◆ **Приведенный отрывок**:
####################

Специфические особенности романа неизбежно сказываются на задачах и характере Комментария. Крупнейшая из таких особенностей — уже упоминавшийся примат формы или, более точно, инверсия формы и содержания: задачи формы составляют истинное содержание романа, а содержательные (сюжетно-повествовательные) задачи остаются на втором плане как своего рода необходимая формальность; кратко, «здесь форма есть содержание и содержание — форма» (Беккет). «Улисс» — одиссея формы, и потому комментарий к нему должен, в первую очередь, комментировать форму, тогда как обычный, «реальный» комментарий оказывается лишь вторым, вспомогательным. Но «комментарий к форме» есть попросту текст по литературной теории и теории текста; и в предыдущих изданиях его функцию совокупно несли «Зеркало» и вводные секции комментария к эпизодам. В настоящем издании эти секции расширены, однако обращение к «Зеркалу» во многих случаях остается желательным.
Что же до реального комментария, то в нем мы старались учесть всю существующую традицию толкования и комментирования «Улисса»; в ее составе наиболее ценны оказались книга Д. Гиффорда «Аннотированный „Улисс“» (1988) и комментарий Жака Обера к французскому изданию сочинений Джойса в библиотеке «Pleiade». Подчеркнем, что комментарий не является «полным», разъясняющим каждую неизвестную или непонятную мелочь. Такая полнота не только недостижима, но и нежелательна: читатель должен соображать и сам, а какие-то сведения ему и должны оставаться неизвестны, мир романа должен быть для него насколько-то незнакомым, интригующим (еще одно сходство с детективом). Мой отбор следовал очевидному критерию: опускалась информация, безразличная для смысловых и художественных задач (детали дублинской жизни, однажды мелькнувшие имена…). Но далеко не все мелочи могли опускаться: именно мелкое, малозаметное, как правило, и несет у Джойса главную смысловую нагрузку! Надо было указывать и все множество ритмических обрывков (стихов, стишков, песен, арий…), повсюду вплетенных в текст «Улисса». Джойс был музыкален насквозь, и весь его текст стоит на звуке, на ритмах. Они указываются сжато, ибо тут важнее наличие обрывка, нежели данные о его авторах, зачастую полузабытых. То же надо сказать о Шекспире. В английском литературном языке Шекспир — особая и необходимая часть речи, если выразиться по Бродскому; и в речи «Улисса» эта часть особенно велика. Как правило, шекспировские цитаты переводились мной заново, ибо готовые переводы не сохраняли необходимых коннотаций. И наконец, еще одна важная особенность — необычайно высокая плотность скрытых отсылов, связей с другими джойсовскими текстами — письмами, статьями, прозой, включая так называемые «эпифании», краткие этюды, с которых в 1902–1904 гг. начиналась проза Джойса. Они выявлены и указаны по возможности полно — хотя с совершенной полнотой уникальный дискурс интертекстуальности романа заведомо не восстановим. Ибо «Улисс» — не только роман, но и часть некоторого единого Большого Текста.

####################

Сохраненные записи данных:
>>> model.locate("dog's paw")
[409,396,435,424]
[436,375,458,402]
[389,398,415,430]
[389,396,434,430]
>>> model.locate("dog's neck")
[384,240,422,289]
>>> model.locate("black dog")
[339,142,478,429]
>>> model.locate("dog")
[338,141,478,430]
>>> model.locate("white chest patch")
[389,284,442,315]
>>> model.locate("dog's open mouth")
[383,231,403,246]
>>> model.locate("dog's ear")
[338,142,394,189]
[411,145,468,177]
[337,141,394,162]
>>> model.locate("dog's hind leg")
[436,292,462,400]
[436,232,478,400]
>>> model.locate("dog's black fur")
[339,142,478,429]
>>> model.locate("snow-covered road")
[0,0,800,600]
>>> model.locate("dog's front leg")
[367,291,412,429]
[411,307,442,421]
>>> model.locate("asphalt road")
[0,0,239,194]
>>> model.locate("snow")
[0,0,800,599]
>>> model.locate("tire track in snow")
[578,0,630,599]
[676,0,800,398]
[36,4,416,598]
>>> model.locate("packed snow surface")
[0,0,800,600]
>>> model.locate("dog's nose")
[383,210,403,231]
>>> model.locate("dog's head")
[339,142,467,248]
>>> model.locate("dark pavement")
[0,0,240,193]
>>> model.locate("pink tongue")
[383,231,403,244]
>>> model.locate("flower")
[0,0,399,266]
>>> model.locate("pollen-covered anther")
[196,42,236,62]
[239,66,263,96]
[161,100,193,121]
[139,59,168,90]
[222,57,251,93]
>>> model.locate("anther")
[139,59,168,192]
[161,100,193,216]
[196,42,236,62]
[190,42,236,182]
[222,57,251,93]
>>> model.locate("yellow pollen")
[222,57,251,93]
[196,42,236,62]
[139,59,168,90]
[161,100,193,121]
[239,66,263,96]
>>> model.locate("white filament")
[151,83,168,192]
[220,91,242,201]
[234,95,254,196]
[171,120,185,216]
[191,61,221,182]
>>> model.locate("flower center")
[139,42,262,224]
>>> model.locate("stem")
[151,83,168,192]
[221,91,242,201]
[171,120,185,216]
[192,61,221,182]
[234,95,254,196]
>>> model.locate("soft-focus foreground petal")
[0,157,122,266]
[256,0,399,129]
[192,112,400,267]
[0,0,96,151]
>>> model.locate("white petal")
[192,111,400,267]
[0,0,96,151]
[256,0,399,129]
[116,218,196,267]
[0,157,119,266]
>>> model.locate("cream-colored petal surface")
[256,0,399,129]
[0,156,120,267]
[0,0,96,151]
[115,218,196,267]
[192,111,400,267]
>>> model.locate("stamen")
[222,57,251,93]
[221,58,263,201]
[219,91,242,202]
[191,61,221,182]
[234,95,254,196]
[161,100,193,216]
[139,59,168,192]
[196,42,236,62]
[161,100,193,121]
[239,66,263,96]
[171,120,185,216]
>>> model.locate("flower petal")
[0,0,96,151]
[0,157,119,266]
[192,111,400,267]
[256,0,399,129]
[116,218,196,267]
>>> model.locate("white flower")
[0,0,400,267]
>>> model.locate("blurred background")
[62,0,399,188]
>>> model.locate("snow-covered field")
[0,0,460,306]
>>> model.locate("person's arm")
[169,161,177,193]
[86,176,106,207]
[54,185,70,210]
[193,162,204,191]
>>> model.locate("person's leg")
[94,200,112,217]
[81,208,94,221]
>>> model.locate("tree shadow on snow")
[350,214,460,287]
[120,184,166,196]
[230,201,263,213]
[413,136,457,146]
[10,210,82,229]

####################

◆ **Условие задания**: Продолжите отрывок о комментарии к роману «Улисс», начав сразу после его последнего предложения. Строки с данными для работы не понадобятся.

◆ **Ожидаемый ответ**:
2
Первая часть «Улисса» (три эпизода), как и первые песни Гомеровой поэмы, — пролог с темой Сына, предшествующий рассказу о странствиях Отца.
Сюжетный план. Башня Мартелло, 8 часов утра. Роман открывается динамично: перед нами сразу возникают два центральных конфликта книги: личная оппозиция Стивен — Бык и идейное противостояние Англия — Ирландия; а также ряд других важных мотивов. Сюжетный аспект эпизода определяется первым из этих конфликтов: Бык Маллиган, фальшивый друг и завистник Стивена, окольными маневрами выживает его из места их обитания, башни Мартелло. У Стивена в личности Быка многое вызывает эмоциональное и нравственное отталкивание, но он не расположен к борьбе, а расположен к страдательной, жертвенной позиции.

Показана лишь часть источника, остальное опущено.